WORK ORDER -> Restate all of the data exactly.

── DATA ──

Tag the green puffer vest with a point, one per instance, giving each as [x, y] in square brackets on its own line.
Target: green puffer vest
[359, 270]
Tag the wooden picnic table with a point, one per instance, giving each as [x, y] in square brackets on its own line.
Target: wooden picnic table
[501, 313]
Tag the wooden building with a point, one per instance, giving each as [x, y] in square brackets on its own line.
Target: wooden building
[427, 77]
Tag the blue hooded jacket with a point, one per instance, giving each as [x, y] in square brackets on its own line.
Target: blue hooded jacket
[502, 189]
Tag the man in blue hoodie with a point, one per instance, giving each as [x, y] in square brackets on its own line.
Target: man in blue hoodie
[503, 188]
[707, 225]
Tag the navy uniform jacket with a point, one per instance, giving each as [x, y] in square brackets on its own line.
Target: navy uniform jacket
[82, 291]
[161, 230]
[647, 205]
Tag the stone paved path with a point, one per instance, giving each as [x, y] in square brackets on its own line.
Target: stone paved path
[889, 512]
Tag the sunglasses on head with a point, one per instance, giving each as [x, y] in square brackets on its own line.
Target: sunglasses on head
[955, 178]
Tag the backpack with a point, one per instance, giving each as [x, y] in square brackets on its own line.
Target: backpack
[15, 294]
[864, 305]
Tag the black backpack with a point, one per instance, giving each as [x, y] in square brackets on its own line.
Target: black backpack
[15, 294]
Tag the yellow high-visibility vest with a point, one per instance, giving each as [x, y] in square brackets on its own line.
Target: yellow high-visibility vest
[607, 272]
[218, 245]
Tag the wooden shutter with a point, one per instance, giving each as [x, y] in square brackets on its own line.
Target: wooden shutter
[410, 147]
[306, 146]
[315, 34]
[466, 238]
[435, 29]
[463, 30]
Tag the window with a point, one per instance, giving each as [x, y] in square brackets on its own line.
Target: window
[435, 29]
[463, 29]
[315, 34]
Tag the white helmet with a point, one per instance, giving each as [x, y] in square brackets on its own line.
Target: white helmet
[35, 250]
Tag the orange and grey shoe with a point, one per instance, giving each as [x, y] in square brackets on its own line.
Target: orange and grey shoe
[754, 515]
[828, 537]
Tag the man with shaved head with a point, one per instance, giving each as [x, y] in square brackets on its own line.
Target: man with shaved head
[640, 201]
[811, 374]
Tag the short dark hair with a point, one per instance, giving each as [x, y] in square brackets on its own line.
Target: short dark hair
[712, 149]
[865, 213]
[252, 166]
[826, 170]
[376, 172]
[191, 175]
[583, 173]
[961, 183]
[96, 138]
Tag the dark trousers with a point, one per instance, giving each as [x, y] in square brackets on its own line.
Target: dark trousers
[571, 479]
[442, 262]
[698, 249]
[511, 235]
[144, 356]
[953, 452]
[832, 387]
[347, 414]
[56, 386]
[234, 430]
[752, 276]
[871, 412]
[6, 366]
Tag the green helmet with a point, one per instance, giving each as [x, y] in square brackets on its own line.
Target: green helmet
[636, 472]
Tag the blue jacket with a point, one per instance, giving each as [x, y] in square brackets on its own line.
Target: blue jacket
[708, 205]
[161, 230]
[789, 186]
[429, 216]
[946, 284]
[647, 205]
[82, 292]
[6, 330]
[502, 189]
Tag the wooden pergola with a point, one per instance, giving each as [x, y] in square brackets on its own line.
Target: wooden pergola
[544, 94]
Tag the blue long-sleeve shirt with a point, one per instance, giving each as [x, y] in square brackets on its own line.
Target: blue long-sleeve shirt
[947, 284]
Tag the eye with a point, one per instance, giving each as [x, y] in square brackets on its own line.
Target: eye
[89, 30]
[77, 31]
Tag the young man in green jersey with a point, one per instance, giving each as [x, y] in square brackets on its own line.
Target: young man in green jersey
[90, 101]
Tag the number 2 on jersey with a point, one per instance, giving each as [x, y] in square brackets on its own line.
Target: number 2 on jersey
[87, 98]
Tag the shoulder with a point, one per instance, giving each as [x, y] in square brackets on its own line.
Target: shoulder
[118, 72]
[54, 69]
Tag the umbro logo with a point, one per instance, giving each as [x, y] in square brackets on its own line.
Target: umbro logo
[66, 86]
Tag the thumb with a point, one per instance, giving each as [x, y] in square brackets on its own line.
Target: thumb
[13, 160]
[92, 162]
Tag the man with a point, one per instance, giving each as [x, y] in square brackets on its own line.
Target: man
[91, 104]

───

EXERCISE RESULT ->
Tag the green puffer vest with a point, one per instance, giving each as [x, y] in square brackets on its own line.
Target: green puffer vest
[359, 270]
Tag the wooden picnic table with a point, one per instance, giving each as [x, y] in square brackets on its own line.
Target: wooden picnic table
[501, 313]
Tag the wooden building with a point, one per instance, giving each as [x, y] in square brackets on its own line.
Target: wooden building
[427, 77]
Tag the blue hooded jacket with a point, one per instance, giving each as [x, y] in square brackets on its own line.
Target: blue hooded jacket
[502, 189]
Tag the man in blue hoodie with a point, one per instance, giving each as [x, y] in square brackets on its own line.
Target: man in blue hoodie
[503, 188]
[707, 225]
Tag the navy uniform jacket with a point, one per instance, giving each as [x, y] in square brackets on its own line.
Target: navy uniform jacket
[82, 291]
[161, 230]
[647, 205]
Tag the stone paved path with a point, one per instance, giving each as [x, y] in square brackets on its own line.
Target: stone paved path
[889, 512]
Tag the sunglasses on head with a point, one per instance, giving each as [x, y] in square brackets on its own line.
Target: sunglasses on head
[955, 178]
Tag the backpack with a point, one per instance, giving each as [x, y] in square brackets on its own line.
Target: backpack
[15, 294]
[864, 305]
Tag the black backpack with a point, one per instance, giving each as [x, y] in square brackets on its own line.
Target: black backpack
[15, 294]
Tag the yellow high-visibility vest with a point, one per instance, giving each as [x, y] in square brackets on its own line.
Target: yellow high-visibility vest
[607, 272]
[218, 245]
Tag the wooden shutter with a point, one per instance, giving each as [x, y] in square brackets on its own line.
Target: wooden shutter
[410, 147]
[306, 146]
[315, 34]
[466, 238]
[435, 29]
[463, 30]
Tag the window with a point, one per instance, giving each as [x, y] in square brackets on its own line.
Target: window
[435, 29]
[463, 29]
[315, 34]
Tag the white helmet with a point, one per instance, giving each as [x, y] in square brackets on its own line.
Target: white helmet
[35, 250]
Tag the orange and grey shoe with a point, one per instance, giving each as [x, y] in square brackets on its own line.
Target: orange and grey shoe
[754, 515]
[828, 537]
Tag the man with shaved head with a point, one per instance, giving each as [x, y] in square brackets on its own line.
Target: man with shaved head
[640, 201]
[811, 374]
Tag the short dark hair with a point, one per instance, giving each as [x, y] in square brackets on its own line.
Target: short dark hair
[712, 149]
[865, 213]
[252, 166]
[826, 170]
[376, 172]
[191, 175]
[583, 173]
[961, 183]
[96, 138]
Tag the dark trousers with a point, one per instance, giving each as [x, y] in square brackets on its own line.
Target: dark trousers
[571, 479]
[442, 262]
[698, 249]
[511, 235]
[144, 356]
[953, 452]
[832, 387]
[347, 414]
[56, 386]
[234, 430]
[752, 276]
[871, 412]
[6, 366]
Tag the green helmet with a point, one per instance, giving each as [x, y] in square brackets on its own line.
Target: green helmet
[636, 472]
Tag the blue jacket with a point, one per instance, giving each as [x, y] in square brackets on its own line.
Target: blue jacket
[708, 205]
[161, 230]
[789, 186]
[429, 216]
[946, 284]
[647, 205]
[82, 292]
[6, 330]
[502, 189]
Tag the wooden pergola with a point, one per instance, giving each as [x, y] in square brackets on its own line.
Target: wooden pergola
[544, 94]
Tag the blue long-sleeve shirt with a point, one per instance, giving each as [x, y] in square brackets on its own line.
Target: blue long-sleeve shirt
[947, 284]
Tag the eye with a point, one per instance, giving each as [x, y] in square brackets on its own line.
Target: eye
[89, 30]
[77, 31]
Tag the young man in green jersey with a point, one per instance, giving each as [x, y] in square brackets on its own line.
Target: young man in green jersey
[90, 101]
Tag the number 2 on jersey with a point, one per instance, giving each as [x, y] in square brackets on its own line.
Target: number 2 on jersey
[87, 98]
Tag the shoulder with a point, one per instance, giving each as [x, y] in square brackets on its own line.
Target: shoulder
[118, 72]
[54, 69]
Tag the umbro logo with a point, one per instance, giving each as [x, y] in square brackets on its own line.
Target: umbro logo
[66, 86]
Tag the thumb with a point, one per instance, giving each as [x, y] in square brackets on its own line.
Target: thumb
[13, 160]
[92, 162]
Tag the man with a point, one per instance, giving each as [x, y] in square brackets on its own line.
Target: man
[91, 104]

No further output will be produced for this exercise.